Return verbatim the line containing "TARGET = waterfall" together with all lines that follow it in the records, and no other material.

→ **Provided data**
# # # # # # #
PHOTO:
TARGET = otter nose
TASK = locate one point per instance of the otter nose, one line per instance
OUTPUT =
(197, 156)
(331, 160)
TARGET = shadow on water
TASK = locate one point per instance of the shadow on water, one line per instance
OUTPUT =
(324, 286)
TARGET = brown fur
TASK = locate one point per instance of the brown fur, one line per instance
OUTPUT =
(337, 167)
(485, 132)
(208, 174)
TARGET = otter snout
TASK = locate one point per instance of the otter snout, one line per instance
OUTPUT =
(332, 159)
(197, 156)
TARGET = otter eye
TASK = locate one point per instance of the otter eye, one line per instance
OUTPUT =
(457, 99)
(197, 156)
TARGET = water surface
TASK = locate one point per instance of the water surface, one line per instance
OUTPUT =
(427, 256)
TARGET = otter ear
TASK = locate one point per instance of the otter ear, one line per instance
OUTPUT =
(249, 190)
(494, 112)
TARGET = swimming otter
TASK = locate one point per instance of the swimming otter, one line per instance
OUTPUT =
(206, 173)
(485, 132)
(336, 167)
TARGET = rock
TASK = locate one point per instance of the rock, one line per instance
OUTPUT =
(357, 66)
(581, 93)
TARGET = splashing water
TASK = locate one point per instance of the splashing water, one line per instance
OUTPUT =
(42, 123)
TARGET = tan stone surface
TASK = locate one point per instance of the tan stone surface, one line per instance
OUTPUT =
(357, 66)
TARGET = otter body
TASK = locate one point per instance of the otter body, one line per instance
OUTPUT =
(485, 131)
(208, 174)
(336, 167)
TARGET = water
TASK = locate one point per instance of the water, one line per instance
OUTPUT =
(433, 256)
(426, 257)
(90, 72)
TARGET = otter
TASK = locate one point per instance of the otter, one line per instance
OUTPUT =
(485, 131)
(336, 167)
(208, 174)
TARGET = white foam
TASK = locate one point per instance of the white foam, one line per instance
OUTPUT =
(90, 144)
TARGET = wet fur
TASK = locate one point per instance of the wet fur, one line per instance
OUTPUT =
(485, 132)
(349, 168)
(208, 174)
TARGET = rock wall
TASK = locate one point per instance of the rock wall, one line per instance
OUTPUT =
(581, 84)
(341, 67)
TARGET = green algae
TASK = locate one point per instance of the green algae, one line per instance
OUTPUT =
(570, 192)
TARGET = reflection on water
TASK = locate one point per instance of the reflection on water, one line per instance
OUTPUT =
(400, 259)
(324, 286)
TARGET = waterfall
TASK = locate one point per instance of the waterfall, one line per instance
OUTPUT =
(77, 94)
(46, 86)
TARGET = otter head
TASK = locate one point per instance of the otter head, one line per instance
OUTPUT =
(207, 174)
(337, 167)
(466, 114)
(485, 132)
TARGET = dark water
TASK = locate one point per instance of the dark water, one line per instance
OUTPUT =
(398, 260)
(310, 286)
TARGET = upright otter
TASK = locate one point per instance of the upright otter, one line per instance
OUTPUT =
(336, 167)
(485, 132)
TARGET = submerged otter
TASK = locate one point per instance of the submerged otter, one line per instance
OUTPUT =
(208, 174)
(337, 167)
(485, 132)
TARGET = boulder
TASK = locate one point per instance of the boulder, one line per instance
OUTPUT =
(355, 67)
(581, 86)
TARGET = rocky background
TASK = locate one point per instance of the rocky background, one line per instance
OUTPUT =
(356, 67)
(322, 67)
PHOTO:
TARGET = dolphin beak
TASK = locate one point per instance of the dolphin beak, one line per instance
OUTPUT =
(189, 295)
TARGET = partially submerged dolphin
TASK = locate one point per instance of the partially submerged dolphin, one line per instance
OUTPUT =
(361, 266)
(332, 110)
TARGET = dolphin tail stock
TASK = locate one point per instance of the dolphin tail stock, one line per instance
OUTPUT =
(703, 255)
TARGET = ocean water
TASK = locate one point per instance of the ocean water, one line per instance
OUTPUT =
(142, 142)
# # # # # # #
→ **Problem solution**
TARGET = waterfall
TASK = locate one point per instance of the waterfall, one line per instance
OUTPUT =
(77, 94)
(46, 86)
TARGET = otter head
TASK = locate one point per instance of the otter head, one line per instance
OUTPUT =
(207, 174)
(337, 167)
(466, 114)
(485, 132)
TARGET = dark water
TASK = locate one point per instance of the dark water, one line per instance
OUTPUT =
(398, 260)
(310, 286)
TARGET = upright otter
TASK = locate one point per instance of the upright otter, one line per instance
OUTPUT =
(336, 167)
(485, 132)
TARGET = submerged otter
TASK = locate one point per instance of the submerged otter, one line per instance
OUTPUT =
(208, 174)
(337, 167)
(485, 132)
TARGET = boulder
TASK = locate one point per instance of the boulder, one line per instance
OUTPUT =
(355, 67)
(581, 86)
TARGET = rocky background
TASK = locate one point per instance of the rocky background, one line per instance
OUTPUT =
(356, 67)
(322, 67)
PHOTO:
TARGET = dolphin beak
TASK = locate one point per instance of the dolphin beak, one line per instance
OUTPUT =
(189, 295)
TARGET = partially submerged dolphin
TASK = locate one point per instance of the partially submerged dolphin, one line per instance
OUTPUT =
(361, 266)
(332, 110)
TARGET = dolphin tail stock
TASK = locate one point per instance of the dolphin tail stock, one line per instance
OUTPUT =
(703, 255)
TARGET = ocean water
TASK = locate one point per instance of the ocean water, one line per instance
OUTPUT =
(142, 142)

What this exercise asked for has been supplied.